----- Text provided -----
Anthony Scott Crank (born 13 April 1974) is an English television presenter, journalist and actor, probably best known for his work on Channel 4's T4, MTV and Bingo Night Live on ITV1, and BBC1's Holiday.

Education
Crank trained at the Oldham Theatre Workshop.

Career
Crank  moved to London aged 23 and found work writing for magazines, ultimately becoming celebrity editor for OK!.  Manchester School Of Acting under the tuition of Mark Hudson
Crank was headhunted for Channel 4 youth strand T4 for 4 years and has also presented on MTV.  He is one of several presenters on BBC Holiday, Holiday Hit Squad and Departure Lounge and hosted a range of shows for the Eat Cinema channel as well as working as the main presenter on ITV's Bingo Night Live.  He also works for BBC Radio Manchester as a regular cover presenter.
----- Data extract -----
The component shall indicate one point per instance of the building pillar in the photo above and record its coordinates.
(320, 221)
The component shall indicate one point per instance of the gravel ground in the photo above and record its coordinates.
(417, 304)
-----
- [Short problem 1]: List every program title named in the Career section of the biography of Anthony Scott Crank.
- [Short problem 2]: According to the biography of Anthony Scott Crank, what position did he eventually hold at OK!?
- [Short problem 3]: Write the next part of the biography of Anthony Scott Crank, starting after its final sentence.

- [Final result 1]: T4, Holiday, Holiday Hit Squad, Departure Lounge, Bingo Night Live

- [Final result 2]: He became celebrity editor for OK!.

- [Final result 3]:
Crank has returned to Manchester in order to pursue an acting career.  He has been cast as Bill, a policeman in the sixth series of Shameless. and made his theatre debut in Chris Hoyle's critically acclaimed play, 'The Newspaper Boy', opposite Suranne Jones and Joan Kempson. He recently took on the role of bad boy Levi in Hollyoaks E4 spin-off 'The Morning After The Night Before, and is soon to be seen as one of the central roles as debt collector 'Jimmy' in Simon Powell's Salford based feature film 'Poor, Wee Me', opposite Paul Hurstfield, Michelle Holmes, Tim Booth, Ian Mercer and Suranne Jones. He then featured in Hollyoaks again in 2010 as Steve, an arrogant TV Producer making a 'T4' style documentary with the characters Duncan and Theresa. He has also just played a small role as a policeman in Jimmy McGovern's new BBC drama, The Accused.

Anthony has recently worked with acclaimed director Trevor MacFarlane on JB Shorts 3, playing the role of a smarmy politician in "Backlash", a spoof party political broadcast written by  James Quinn (Early Doors, Fat Friends). The piece received much critical acclaim for the direction and performances in the Guardian, City Life, Whats On Stage to name just a few.

Crank has written for Miss and More and regularly contributes toAttitude.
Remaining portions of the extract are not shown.